### Page extract
Segment Open
How do I get an appointment for my child?
A written referral letter is required from a health professional i.e. GP, Health Visitor, Speech and Language Therapist, Paediatrician, ENT Consultant. Once we have received the referral letter we will make contact with you in order to book an appointment for your child’s hearing to be assessed.
If your child is already under the care of Paediatric Audiology you may contact us directly to arrange an appointment.
My baby did not pass their Newborn Hearing Screening, what happens now?
It is very common for the Newborn hearing screening test to be inconclusive after the first attempt and should not be a cause for concern. We will make contact with you to arrange an appointment for your baby to have a repeat hearing screening. These hearing tests ideally need to be performed under natural sleep and should be completed before your baby is 12 weeks old.
If repeated attempts at screening are still inconclusive, we will wish to arrange for further hearing assessments at the Woodloes Audiology Suite.
Where can I collect hearing aid batteries?
You can collect hearing aid batteries free of charge from the Audiology Department at Warwick Hospital. Alternatively, you can send us a stamped, addressed return envelope and we will post the batteries to your home.
My child has been diagnosed with a hearing loss, what happens now?
Your Audiologist may have discussed hearing aids or cochlear implants with you and will support you throughout the process. Excellent help and support is offered through the National Deaf Children’s Society.
My child also has other special needs, how do I make sure that they receive the support that they require?
When you book an appointment for your child to have a hearing assessment, please notify us of any special needs or special considerations so that we can make any necessary alterations for them.
Segment Closed
### Point location data
Segment Open
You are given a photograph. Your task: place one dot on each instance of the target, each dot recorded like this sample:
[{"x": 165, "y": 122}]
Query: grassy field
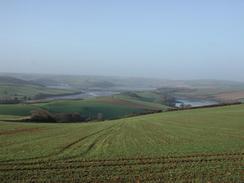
[
  {"x": 200, "y": 145},
  {"x": 109, "y": 107}
]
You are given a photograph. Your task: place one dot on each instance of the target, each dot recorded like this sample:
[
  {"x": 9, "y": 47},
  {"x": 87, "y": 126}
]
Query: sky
[{"x": 170, "y": 39}]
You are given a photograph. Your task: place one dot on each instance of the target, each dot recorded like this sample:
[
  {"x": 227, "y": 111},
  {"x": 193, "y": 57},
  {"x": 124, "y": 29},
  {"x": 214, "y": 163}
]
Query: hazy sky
[{"x": 174, "y": 39}]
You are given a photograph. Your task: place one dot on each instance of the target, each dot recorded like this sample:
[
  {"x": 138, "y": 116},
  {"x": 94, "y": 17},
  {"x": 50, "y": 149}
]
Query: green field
[
  {"x": 200, "y": 145},
  {"x": 109, "y": 107}
]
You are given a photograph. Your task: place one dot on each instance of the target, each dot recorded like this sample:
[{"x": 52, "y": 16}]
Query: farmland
[
  {"x": 110, "y": 107},
  {"x": 200, "y": 145}
]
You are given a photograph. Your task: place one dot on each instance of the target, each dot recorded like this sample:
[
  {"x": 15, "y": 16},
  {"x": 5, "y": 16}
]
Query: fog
[{"x": 159, "y": 39}]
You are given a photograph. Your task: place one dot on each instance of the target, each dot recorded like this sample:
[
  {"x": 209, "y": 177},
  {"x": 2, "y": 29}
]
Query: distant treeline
[{"x": 206, "y": 106}]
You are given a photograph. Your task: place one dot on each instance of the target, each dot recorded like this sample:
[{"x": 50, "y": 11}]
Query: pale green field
[{"x": 198, "y": 145}]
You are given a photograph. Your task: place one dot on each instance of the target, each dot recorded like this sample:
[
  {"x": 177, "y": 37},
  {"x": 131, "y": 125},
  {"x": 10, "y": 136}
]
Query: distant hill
[{"x": 7, "y": 80}]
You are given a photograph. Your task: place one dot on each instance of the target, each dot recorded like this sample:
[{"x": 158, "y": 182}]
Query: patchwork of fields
[
  {"x": 109, "y": 107},
  {"x": 201, "y": 145}
]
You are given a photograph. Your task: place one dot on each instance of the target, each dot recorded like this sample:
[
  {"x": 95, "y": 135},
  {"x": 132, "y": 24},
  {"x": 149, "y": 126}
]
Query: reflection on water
[
  {"x": 194, "y": 102},
  {"x": 84, "y": 95}
]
Segment Closed
### Directions
1) Write out the passage of the children's hearing FAQ from "You can collect" to "loss, what happens now?".
2) Which health professionals does the children's hearing FAQ name as able to provide the written referral letter?
3) Carry on the children's hearing FAQ from the point where it stops.

### Results for each task
1)
You can collect hearing aid batteries free of charge from the Audiology Department at Warwick Hospital. Alternatively, you can send us a stamped, addressed return envelope and we will post the batteries to your home.
My child has been diagnosed with a hearing loss, what happens now?

2) GP, Health Visitor, Speech and Language Therapist, Paediatrician, ENT Consultant

3)
If your child wears hearing aids the Integrated Disability Service can offer help and support at home and at school.
My Child has a hearing loss, but does not require hearing aids. What happens now?
Some children may have a unilateral (single sided) hearing loss or a very mild hearing loss overall. This can mean that hearing aids will be of limited benefit or may not be required at all. Most people with a single sided or very mild hearing loss manage very well in everyday listening situations and do not require any further management. Sometimes individuals can learn to compensate for a single sided hearing loss very effectively simply by learning to rely on their better hearing ear.
You can help your child with their hearing and listening by implementing a few simple listening strategies. Please refer to the "communication tactics" tab.
Any type of hearing loss will be monitored by the paediatric audiology team and your child should receive an appointment for a hearing test once a year on average. If you are concerned about changes to your child’s hearing you can contact the team directly to arrange an appointment.